- [Records for this exercise]
================================
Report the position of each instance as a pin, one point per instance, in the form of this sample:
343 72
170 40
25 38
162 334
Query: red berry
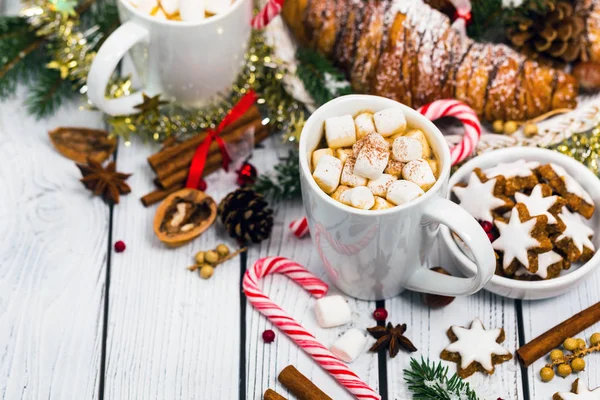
380 314
487 226
268 336
120 246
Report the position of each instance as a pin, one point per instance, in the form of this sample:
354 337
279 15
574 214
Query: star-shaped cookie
475 348
578 392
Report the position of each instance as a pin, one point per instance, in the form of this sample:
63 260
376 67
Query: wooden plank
427 329
52 262
265 361
539 316
170 333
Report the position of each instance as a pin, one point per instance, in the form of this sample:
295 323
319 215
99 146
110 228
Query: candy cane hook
303 338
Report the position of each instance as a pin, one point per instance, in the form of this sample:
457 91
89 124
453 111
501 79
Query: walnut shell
183 216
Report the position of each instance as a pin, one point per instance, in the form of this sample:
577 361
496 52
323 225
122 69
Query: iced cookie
475 349
578 199
521 240
480 197
541 202
575 241
519 175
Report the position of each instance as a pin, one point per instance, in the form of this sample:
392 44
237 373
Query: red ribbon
195 180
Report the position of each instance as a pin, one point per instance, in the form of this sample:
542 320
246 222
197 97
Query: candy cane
466 115
268 12
306 341
299 227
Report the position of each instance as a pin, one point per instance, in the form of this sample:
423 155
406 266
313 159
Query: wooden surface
78 321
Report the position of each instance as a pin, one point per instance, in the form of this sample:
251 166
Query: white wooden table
78 321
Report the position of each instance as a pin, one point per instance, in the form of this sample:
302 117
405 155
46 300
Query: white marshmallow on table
381 204
327 173
348 176
364 125
332 311
420 136
380 185
350 345
401 192
405 149
340 131
390 121
358 197
192 10
419 172
317 154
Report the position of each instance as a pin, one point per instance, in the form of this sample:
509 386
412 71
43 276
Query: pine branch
285 185
430 381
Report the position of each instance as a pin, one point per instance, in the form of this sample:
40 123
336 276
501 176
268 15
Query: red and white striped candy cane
466 115
299 227
268 12
303 338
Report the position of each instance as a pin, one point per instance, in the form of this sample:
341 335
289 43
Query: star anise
391 337
106 182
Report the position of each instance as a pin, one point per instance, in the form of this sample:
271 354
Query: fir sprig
321 79
285 184
428 380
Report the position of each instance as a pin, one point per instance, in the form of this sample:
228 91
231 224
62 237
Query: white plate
527 290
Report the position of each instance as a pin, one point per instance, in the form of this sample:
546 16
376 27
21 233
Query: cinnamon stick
543 344
300 386
273 395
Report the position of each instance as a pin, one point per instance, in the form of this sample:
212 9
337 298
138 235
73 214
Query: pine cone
551 31
246 216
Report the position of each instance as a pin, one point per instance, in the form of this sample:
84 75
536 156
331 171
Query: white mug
374 255
188 62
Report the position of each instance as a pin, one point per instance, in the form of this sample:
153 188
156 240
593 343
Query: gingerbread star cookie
541 202
578 199
575 241
480 197
521 240
475 348
519 175
578 392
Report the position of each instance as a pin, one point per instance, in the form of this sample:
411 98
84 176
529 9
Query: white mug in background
188 62
374 255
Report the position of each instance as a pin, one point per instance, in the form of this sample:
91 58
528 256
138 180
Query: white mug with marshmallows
189 62
376 254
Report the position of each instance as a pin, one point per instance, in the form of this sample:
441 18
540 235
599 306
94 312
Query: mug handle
468 229
110 54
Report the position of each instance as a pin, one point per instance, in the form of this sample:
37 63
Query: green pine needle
321 79
430 381
285 185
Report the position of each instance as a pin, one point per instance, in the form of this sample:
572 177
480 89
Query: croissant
407 51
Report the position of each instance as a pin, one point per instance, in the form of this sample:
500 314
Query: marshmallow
338 192
358 197
327 173
390 121
419 172
340 131
348 177
381 204
401 192
364 125
420 136
405 149
394 168
379 186
192 10
332 311
343 154
317 154
349 346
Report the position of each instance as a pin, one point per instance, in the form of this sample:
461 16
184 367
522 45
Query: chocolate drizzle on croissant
407 51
================================
- [Your task]
Leaving pictures aside, write out each record above exactly as given.

- [Written answer]
Report the position of each instance as a pin, one point per instance, in the form of this sample:
343 72
170 40
25 38
162 334
Query: red berry
380 314
487 226
268 336
120 246
Report the position of each instance as a pin, one point per instance, in the form of this sample:
354 337
279 15
574 214
Query: star-shaped cookie
475 348
578 392
Report the position of each instance as a pin, one point per instance, in the form of this sample:
63 260
376 67
Query: wooden plank
427 329
52 262
265 361
539 316
170 333
Report the position of each instance as a pin, one point per instance, in the form of this sample:
295 323
319 215
99 146
110 228
Query: candy cane hook
303 338
Report the position of each instance as a pin, one point per instance, in the form of this sample:
457 91
89 124
453 111
501 79
Query: walnut shell
183 216
Report the position of each instance as a pin, one point per instance, in the form of this sample:
577 361
496 52
323 225
122 69
Query: iced cookie
475 349
578 199
521 240
480 197
541 202
575 241
519 175
Report the position of each instance as a pin, one point per instance, in the form of this sample:
392 44
237 373
Query: red ribbon
195 180
Report the position of each instance as a pin, one point per instance, in the form of this sample:
542 320
246 222
197 97
Query: candy cane
466 115
268 12
306 341
299 227
Report the position of each instance as a pin, one point per instance, in the form of this sample:
423 155
406 266
313 159
Query: wooden surface
78 321
Report the position of each instance as a pin, one point per instance, in the form of this sample:
251 166
Query: white wooden table
78 321
Report the position of each instance as a pin, one point per instance, in the form of this sample:
302 117
405 155
46 300
Query: white marshmallow on table
381 204
327 173
348 176
364 125
332 311
420 136
380 185
350 345
401 192
405 149
340 131
390 121
358 197
192 10
419 172
317 154
Report the position of each instance as a pin, one point per instance, in the form of this sample:
509 386
412 71
43 276
Query: pine branch
285 185
430 381
Report the position of each instance as a pin, one point per instance, in the form of this sample:
40 123
336 276
501 176
268 15
Query: red and white striped candy cane
466 115
299 227
268 12
303 338
Report the position of each instance as a pin, one point per instance, in the form of this sample:
341 335
289 43
Query: star anise
391 337
106 182
Report the position of each instance as a pin, one point per instance, in the form of this sample:
271 354
Query: fir sprig
321 79
285 184
428 380
Report the position of each instance as a pin, one point per instance, in the form of this sample:
228 91
231 224
62 237
Query: white plate
527 290
Report the position of each instance as a pin, one point per instance, in the form of this sample:
546 16
376 27
21 233
Query: cinnamon stick
543 344
300 386
273 395
Report the position of each instance as a pin, one point per instance, in the form of this sample:
212 9
337 298
138 235
73 214
Query: pine cone
551 31
246 216
Report the position of each instance as a pin, one point per instance, in the form of this sample:
84 75
536 156
331 171
Query: white mug
374 255
188 62
Report the position of each instance as a pin, one point per instance, in the form of this sample:
153 188
156 240
593 343
Query: gingerbread star cookie
541 202
578 199
575 241
480 197
521 240
475 348
519 175
578 392
Report the position of each instance as a pin, one point per instance, in the form of this sample:
411 98
84 176
529 9
Query: white mug in background
188 62
374 255
Report the position of each instance as a pin, one point per instance, in the form of this sample:
91 58
528 256
138 180
Query: white mug with marshmallows
189 62
376 254
Report the position of each instance as a pin, one point per instance, in the form of this sample:
441 18
540 235
599 306
94 312
Query: mug handle
468 229
110 54
Report the position of each instance as a pin, one point per instance, in the form of this sample:
37 63
Query: green pine needle
321 79
430 381
285 185
Report the position of each instance as a pin, one point per instance, in the form of this sample:
572 177
480 89
Query: croissant
407 51
Report the position of each instance as a pin, one point per instance, in the form of this sample:
500 314
Query: marshmallow
338 192
358 197
327 173
390 121
419 172
340 131
348 177
381 204
401 192
364 125
420 136
405 149
394 168
379 186
192 10
332 311
343 154
317 154
349 346
Report the position of each instance as a pin, one point per instance, in the form of this sample:
461 16
184 367
522 45
Query: chocolate drizzle on croissant
407 51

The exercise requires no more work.